*** Begin section ***

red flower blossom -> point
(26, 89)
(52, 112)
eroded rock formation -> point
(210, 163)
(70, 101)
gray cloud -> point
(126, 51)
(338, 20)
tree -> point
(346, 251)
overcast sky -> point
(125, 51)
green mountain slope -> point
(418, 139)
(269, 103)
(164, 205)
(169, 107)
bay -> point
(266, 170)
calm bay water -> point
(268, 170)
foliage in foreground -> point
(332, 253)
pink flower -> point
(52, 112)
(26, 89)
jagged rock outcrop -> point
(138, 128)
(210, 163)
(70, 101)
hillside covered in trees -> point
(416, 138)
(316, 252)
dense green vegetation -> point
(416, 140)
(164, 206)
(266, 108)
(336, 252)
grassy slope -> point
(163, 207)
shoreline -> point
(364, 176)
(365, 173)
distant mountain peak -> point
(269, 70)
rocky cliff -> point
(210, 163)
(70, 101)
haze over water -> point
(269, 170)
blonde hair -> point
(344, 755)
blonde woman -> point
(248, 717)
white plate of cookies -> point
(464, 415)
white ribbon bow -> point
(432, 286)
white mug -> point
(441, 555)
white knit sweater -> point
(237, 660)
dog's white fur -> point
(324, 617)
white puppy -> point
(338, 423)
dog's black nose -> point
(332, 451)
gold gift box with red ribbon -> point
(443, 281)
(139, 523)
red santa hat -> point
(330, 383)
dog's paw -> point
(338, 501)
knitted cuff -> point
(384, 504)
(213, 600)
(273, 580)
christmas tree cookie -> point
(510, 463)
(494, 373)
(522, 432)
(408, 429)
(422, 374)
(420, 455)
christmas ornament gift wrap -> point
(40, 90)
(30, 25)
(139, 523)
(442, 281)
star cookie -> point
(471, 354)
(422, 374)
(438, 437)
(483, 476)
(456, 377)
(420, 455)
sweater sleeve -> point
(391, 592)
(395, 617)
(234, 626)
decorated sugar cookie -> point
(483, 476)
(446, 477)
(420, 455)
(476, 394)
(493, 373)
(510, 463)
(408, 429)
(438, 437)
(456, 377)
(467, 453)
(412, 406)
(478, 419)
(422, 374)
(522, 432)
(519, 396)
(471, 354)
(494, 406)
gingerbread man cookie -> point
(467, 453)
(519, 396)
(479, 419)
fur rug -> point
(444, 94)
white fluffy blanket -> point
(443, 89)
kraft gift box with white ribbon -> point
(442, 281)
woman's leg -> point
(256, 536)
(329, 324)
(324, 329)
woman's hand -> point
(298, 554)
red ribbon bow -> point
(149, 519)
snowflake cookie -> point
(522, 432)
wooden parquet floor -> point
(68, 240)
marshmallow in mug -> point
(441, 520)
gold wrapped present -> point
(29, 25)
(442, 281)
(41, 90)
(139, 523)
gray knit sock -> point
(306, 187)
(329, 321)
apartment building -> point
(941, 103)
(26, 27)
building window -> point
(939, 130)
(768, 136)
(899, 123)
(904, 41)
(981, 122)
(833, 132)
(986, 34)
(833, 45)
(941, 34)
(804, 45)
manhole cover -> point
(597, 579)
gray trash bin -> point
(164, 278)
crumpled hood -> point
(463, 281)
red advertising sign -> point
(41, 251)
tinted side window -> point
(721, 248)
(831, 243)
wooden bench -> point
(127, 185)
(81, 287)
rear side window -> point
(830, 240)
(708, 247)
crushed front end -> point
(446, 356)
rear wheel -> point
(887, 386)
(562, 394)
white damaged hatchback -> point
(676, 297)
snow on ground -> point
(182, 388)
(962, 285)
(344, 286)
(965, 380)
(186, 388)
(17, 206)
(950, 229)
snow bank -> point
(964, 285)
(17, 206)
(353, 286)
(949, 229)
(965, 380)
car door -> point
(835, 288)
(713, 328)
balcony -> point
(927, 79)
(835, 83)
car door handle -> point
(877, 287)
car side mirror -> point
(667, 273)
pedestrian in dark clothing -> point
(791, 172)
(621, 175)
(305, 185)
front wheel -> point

*** End section ***

Exercise requirements
In this exercise, reproduce the material word for word, in full.

Result
red flower blossom -> point
(26, 89)
(52, 112)
eroded rock formation -> point
(210, 163)
(70, 101)
gray cloud -> point
(126, 51)
(338, 20)
tree -> point
(346, 251)
overcast sky -> point
(125, 51)
green mountain slope -> point
(418, 139)
(269, 103)
(164, 205)
(169, 107)
bay -> point
(266, 170)
calm bay water -> point
(268, 170)
foliage in foreground -> point
(332, 253)
pink flower -> point
(52, 112)
(26, 89)
jagged rock outcrop -> point
(138, 128)
(210, 163)
(70, 101)
hillside covered in trees -> point
(416, 138)
(316, 252)
dense green vegetation -> point
(416, 140)
(164, 206)
(266, 108)
(336, 252)
grassy slope -> point
(163, 207)
shoreline -> point
(364, 176)
(365, 173)
distant mountain peak -> point
(269, 70)
rocky cliff -> point
(210, 163)
(70, 101)
haze over water -> point
(269, 170)
blonde hair -> point
(344, 755)
blonde woman -> point
(248, 717)
white plate of cookies -> point
(464, 415)
white ribbon bow -> point
(432, 286)
white mug -> point
(441, 555)
white knit sweater -> point
(237, 660)
dog's white fur -> point
(324, 617)
white puppy -> point
(338, 423)
dog's black nose -> point
(332, 451)
gold gift box with red ribbon -> point
(443, 281)
(139, 523)
red santa hat -> point
(330, 383)
dog's paw -> point
(338, 501)
knitted cuff -> point
(384, 504)
(213, 600)
(273, 580)
christmas tree cookie -> point
(510, 463)
(494, 373)
(522, 432)
(408, 429)
(422, 374)
(420, 455)
christmas ornament gift wrap -> point
(40, 90)
(30, 25)
(139, 523)
(442, 281)
star cookie -> point
(471, 354)
(422, 374)
(438, 437)
(483, 476)
(456, 377)
(420, 455)
sweater sleeve -> point
(391, 592)
(395, 617)
(234, 626)
decorated sugar cookie -> point
(483, 476)
(446, 477)
(420, 455)
(476, 394)
(493, 373)
(510, 463)
(408, 429)
(438, 437)
(456, 377)
(467, 453)
(412, 406)
(478, 419)
(422, 374)
(522, 432)
(519, 396)
(471, 354)
(494, 406)
gingerbread man cookie -> point
(467, 453)
(519, 396)
(479, 419)
fur rug -> point
(444, 94)
white fluffy blanket -> point
(443, 89)
kraft gift box with white ribbon -> point
(442, 281)
woman's leg -> point
(256, 536)
(329, 324)
(324, 329)
woman's hand -> point
(298, 554)
red ribbon bow -> point
(149, 519)
snowflake cookie -> point
(522, 432)
wooden parquet floor -> point
(68, 240)
marshmallow in mug -> point
(441, 520)
gold wrapped present -> point
(29, 25)
(442, 281)
(41, 90)
(139, 523)
gray knit sock -> point
(306, 187)
(329, 321)
apartment building -> point
(941, 103)
(26, 27)
building window -> point
(939, 130)
(768, 136)
(899, 123)
(904, 41)
(981, 122)
(833, 132)
(986, 34)
(833, 45)
(941, 34)
(804, 45)
manhole cover -> point
(597, 579)
gray trash bin -> point
(164, 278)
crumpled hood -> point
(463, 281)
red advertising sign -> point
(41, 251)
tinted side window -> point
(721, 248)
(831, 243)
wooden bench -> point
(127, 185)
(81, 287)
rear side window -> point
(830, 240)
(708, 247)
crushed front end -> point
(446, 356)
rear wheel -> point
(887, 386)
(562, 394)
white damaged hatchback -> point
(676, 297)
snow on ground -> point
(182, 388)
(962, 285)
(344, 286)
(965, 380)
(186, 388)
(17, 206)
(950, 229)
snow bank -> point
(964, 285)
(17, 206)
(353, 286)
(949, 229)
(965, 380)
car door -> point
(835, 288)
(713, 328)
balcony -> point
(927, 79)
(835, 83)
car door handle -> point
(877, 287)
car side mirror -> point
(667, 273)
pedestrian in dark clothing -> point
(791, 172)
(621, 175)
(305, 185)
front wheel -> point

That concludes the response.